▶ _EXERCISE GOAL_:
Each line of the data has to be retyped exactly as it is.

########

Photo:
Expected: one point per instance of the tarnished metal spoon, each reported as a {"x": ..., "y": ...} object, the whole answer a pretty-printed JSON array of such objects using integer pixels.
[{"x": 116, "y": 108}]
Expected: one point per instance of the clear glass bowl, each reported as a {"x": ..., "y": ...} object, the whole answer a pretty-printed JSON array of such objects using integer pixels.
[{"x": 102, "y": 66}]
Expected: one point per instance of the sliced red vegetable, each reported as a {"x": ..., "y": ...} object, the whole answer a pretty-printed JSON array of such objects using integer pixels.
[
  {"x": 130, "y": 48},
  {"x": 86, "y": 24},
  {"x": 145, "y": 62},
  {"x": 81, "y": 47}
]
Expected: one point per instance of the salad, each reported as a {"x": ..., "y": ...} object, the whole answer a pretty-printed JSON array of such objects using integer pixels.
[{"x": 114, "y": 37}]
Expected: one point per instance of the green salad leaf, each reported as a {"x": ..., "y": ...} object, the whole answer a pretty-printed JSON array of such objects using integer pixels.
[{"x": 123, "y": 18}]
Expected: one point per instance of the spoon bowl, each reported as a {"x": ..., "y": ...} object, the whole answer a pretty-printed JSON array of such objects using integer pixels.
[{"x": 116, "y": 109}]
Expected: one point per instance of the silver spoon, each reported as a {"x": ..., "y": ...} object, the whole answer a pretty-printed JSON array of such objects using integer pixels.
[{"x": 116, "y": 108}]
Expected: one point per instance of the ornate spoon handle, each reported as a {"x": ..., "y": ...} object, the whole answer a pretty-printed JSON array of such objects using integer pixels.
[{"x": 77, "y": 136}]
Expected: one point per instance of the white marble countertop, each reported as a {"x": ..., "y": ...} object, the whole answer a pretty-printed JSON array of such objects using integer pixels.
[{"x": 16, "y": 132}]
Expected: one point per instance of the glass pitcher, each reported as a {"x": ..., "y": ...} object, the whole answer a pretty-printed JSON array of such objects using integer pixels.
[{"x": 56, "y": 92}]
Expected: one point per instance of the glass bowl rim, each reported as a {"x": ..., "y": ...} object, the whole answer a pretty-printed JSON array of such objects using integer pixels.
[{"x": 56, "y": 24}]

########

▶ _SOLUTION TO THE PROBLEM_:
Photo:
Expected: one point per instance of the tarnished metal spoon, each reported as a {"x": ..., "y": ...} object, the whole answer a pretty-printed JSON array of such objects using integer pixels.
[{"x": 116, "y": 108}]
Expected: one point per instance of the clear glass bowl, each reported as a {"x": ..., "y": ...} object, the whole answer a pretty-printed JSON array of such objects using integer pixels.
[{"x": 102, "y": 66}]
Expected: one point per instance of the sliced red vegetable, each reported as a {"x": ..., "y": ...} object, the whole answer a pretty-printed JSON array of such objects using integer pixels.
[
  {"x": 130, "y": 48},
  {"x": 86, "y": 24},
  {"x": 145, "y": 62},
  {"x": 81, "y": 47}
]
Expected: one point per instance of the salad, each reported as a {"x": ..., "y": ...} object, the whole answer a pretty-printed JSON array of such objects using integer pixels.
[{"x": 114, "y": 37}]
Expected: one point per instance of the green salad leaf, each reported as a {"x": ..., "y": ...} object, the whole answer a pretty-printed JSON array of such objects using integer pixels.
[{"x": 123, "y": 18}]
Expected: one point per instance of the spoon bowl, each reported as a {"x": ..., "y": ...} object, the whole answer a pretty-printed JSON array of such objects using integer pixels.
[{"x": 116, "y": 109}]
Expected: one point per instance of the silver spoon, each reported as a {"x": ..., "y": ...} object, the whole answer a pretty-printed JSON array of such objects using integer pixels.
[{"x": 116, "y": 108}]
Expected: one point per instance of the ornate spoon handle, each reported as a {"x": ..., "y": ...} object, the whole answer a pretty-printed JSON array of such objects using integer pixels.
[{"x": 77, "y": 136}]
Expected: one point per instance of the white marble countertop, each reported as a {"x": ..., "y": ...} object, the whole answer a pretty-printed JSON array of such objects using integer pixels.
[{"x": 16, "y": 132}]
Expected: one point per instance of the glass pitcher, each reported as a {"x": ..., "y": ...} object, the whole answer a pretty-printed JSON array of such objects using integer pixels.
[{"x": 56, "y": 92}]
Expected: one point per instance of the glass bowl rim, each reported as a {"x": ..., "y": ...} object, the whole answer a pretty-printed JSON array of such objects using integer pixels.
[{"x": 56, "y": 24}]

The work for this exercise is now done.